─── Given data ───
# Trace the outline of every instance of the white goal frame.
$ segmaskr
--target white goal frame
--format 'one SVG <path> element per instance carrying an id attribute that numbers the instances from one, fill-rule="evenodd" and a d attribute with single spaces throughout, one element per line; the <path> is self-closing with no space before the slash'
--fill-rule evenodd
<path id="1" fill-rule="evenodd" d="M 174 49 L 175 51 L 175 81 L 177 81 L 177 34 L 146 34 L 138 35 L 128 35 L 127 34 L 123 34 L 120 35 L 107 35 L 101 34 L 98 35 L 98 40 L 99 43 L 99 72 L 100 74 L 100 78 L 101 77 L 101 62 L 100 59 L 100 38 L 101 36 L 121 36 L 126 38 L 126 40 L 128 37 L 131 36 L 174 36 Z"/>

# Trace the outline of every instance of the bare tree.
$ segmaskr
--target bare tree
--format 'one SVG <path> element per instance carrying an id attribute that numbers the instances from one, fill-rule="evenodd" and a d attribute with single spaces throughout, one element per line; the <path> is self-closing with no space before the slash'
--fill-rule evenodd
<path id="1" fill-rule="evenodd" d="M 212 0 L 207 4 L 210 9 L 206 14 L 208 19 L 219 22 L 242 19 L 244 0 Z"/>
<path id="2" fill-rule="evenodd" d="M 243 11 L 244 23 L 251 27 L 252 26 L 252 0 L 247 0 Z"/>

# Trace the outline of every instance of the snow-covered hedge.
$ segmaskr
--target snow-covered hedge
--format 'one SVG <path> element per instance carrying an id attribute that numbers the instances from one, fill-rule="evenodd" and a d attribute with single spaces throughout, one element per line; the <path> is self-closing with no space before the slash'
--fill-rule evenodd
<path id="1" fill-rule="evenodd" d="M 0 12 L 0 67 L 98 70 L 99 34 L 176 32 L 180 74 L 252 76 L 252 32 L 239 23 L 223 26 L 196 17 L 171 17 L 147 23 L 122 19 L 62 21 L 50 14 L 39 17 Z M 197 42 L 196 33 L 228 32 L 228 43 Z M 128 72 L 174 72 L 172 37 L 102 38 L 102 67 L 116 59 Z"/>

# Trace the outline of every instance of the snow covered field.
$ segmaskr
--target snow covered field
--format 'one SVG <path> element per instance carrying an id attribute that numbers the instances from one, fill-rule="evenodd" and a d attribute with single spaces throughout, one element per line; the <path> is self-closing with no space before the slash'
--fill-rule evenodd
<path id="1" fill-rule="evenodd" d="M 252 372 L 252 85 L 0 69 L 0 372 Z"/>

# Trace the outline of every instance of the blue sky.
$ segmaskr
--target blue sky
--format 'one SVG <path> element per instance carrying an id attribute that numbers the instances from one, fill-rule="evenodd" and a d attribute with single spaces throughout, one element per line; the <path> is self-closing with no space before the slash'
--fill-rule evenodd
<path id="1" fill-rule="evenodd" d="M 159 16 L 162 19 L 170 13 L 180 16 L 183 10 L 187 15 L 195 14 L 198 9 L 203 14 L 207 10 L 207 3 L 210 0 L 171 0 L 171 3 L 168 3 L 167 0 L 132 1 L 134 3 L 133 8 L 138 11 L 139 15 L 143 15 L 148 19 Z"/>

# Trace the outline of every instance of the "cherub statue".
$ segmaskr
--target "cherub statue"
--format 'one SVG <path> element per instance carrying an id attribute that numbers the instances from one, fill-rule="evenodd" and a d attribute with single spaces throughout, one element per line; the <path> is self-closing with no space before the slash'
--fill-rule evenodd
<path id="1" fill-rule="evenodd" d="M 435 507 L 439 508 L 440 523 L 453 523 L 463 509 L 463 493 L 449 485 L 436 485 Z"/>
───
Set task:
Reproduce every line of the entries above without any change.

Exercise solution:
# Trace the outline of every instance of the white goal frame.
$ segmaskr
--target white goal frame
--format 'one SVG <path> element per instance carrying an id attribute that numbers the instances from one, fill-rule="evenodd" and a d attribute with single spaces throughout, one element per line; the <path> is self-closing with no space before the slash'
--fill-rule evenodd
<path id="1" fill-rule="evenodd" d="M 174 49 L 175 51 L 175 81 L 177 81 L 177 34 L 146 34 L 138 35 L 128 35 L 127 34 L 123 34 L 120 35 L 107 35 L 101 34 L 98 35 L 98 40 L 99 43 L 99 72 L 100 74 L 100 78 L 101 77 L 101 62 L 100 59 L 100 38 L 101 36 L 121 36 L 126 38 L 126 40 L 128 37 L 131 36 L 174 36 Z"/>

# Trace the outline of every instance of the bare tree.
$ segmaskr
--target bare tree
--format 'one SVG <path> element per instance carrying an id attribute that numbers the instances from one, fill-rule="evenodd" and a d attribute with single spaces throughout, one element per line; the <path> is self-closing with no space before the slash'
--fill-rule evenodd
<path id="1" fill-rule="evenodd" d="M 212 0 L 207 4 L 210 9 L 206 14 L 208 19 L 219 22 L 242 19 L 244 0 Z"/>
<path id="2" fill-rule="evenodd" d="M 243 11 L 244 23 L 251 27 L 252 26 L 252 0 L 247 0 Z"/>

# Trace the outline of every instance of the snow-covered hedge.
$ segmaskr
--target snow-covered hedge
--format 'one SVG <path> element per instance carrying an id attribute that numbers the instances from one, fill-rule="evenodd" and a d attribute with single spaces throughout, one element per line; the <path> is self-closing with no space before the slash'
--fill-rule evenodd
<path id="1" fill-rule="evenodd" d="M 0 12 L 0 67 L 98 70 L 99 34 L 176 32 L 180 74 L 252 76 L 252 32 L 239 23 L 223 26 L 196 17 L 171 17 L 147 23 L 122 19 L 62 21 L 50 14 L 39 17 Z M 197 42 L 196 33 L 228 32 L 228 43 Z M 128 72 L 174 72 L 172 37 L 102 38 L 102 67 L 116 59 Z"/>

# Trace the outline of every instance of the snow covered field.
$ segmaskr
--target snow covered field
--format 'one SVG <path> element per instance carrying an id attribute that numbers the instances from one, fill-rule="evenodd" and a d attribute with single spaces throughout, one element per line; the <path> is self-closing with no space before the slash'
--fill-rule evenodd
<path id="1" fill-rule="evenodd" d="M 252 372 L 252 85 L 0 69 L 0 372 Z"/>

# Trace the outline of every instance of the blue sky.
$ segmaskr
--target blue sky
--format 'one SVG <path> element per instance carrying an id attribute that numbers the instances from one, fill-rule="evenodd" and a d attribute with single spaces throughout, one element per line; the <path> is self-closing with no space before the slash'
--fill-rule evenodd
<path id="1" fill-rule="evenodd" d="M 159 16 L 162 19 L 170 13 L 180 16 L 183 10 L 187 15 L 195 14 L 198 9 L 203 14 L 207 10 L 207 3 L 210 0 L 171 0 L 171 3 L 168 3 L 167 0 L 132 1 L 134 3 L 133 8 L 138 11 L 139 15 L 143 15 L 148 19 Z"/>

# Trace the outline of every instance of the "cherub statue".
$ segmaskr
--target "cherub statue"
--format 'one SVG <path> element per instance carrying an id attribute that numbers the instances from one, fill-rule="evenodd" and a d attribute with single spaces throughout, one element per line; the <path> is self-closing with no space before the slash'
--fill-rule evenodd
<path id="1" fill-rule="evenodd" d="M 435 507 L 439 508 L 440 523 L 453 523 L 463 509 L 463 493 L 449 485 L 436 485 Z"/>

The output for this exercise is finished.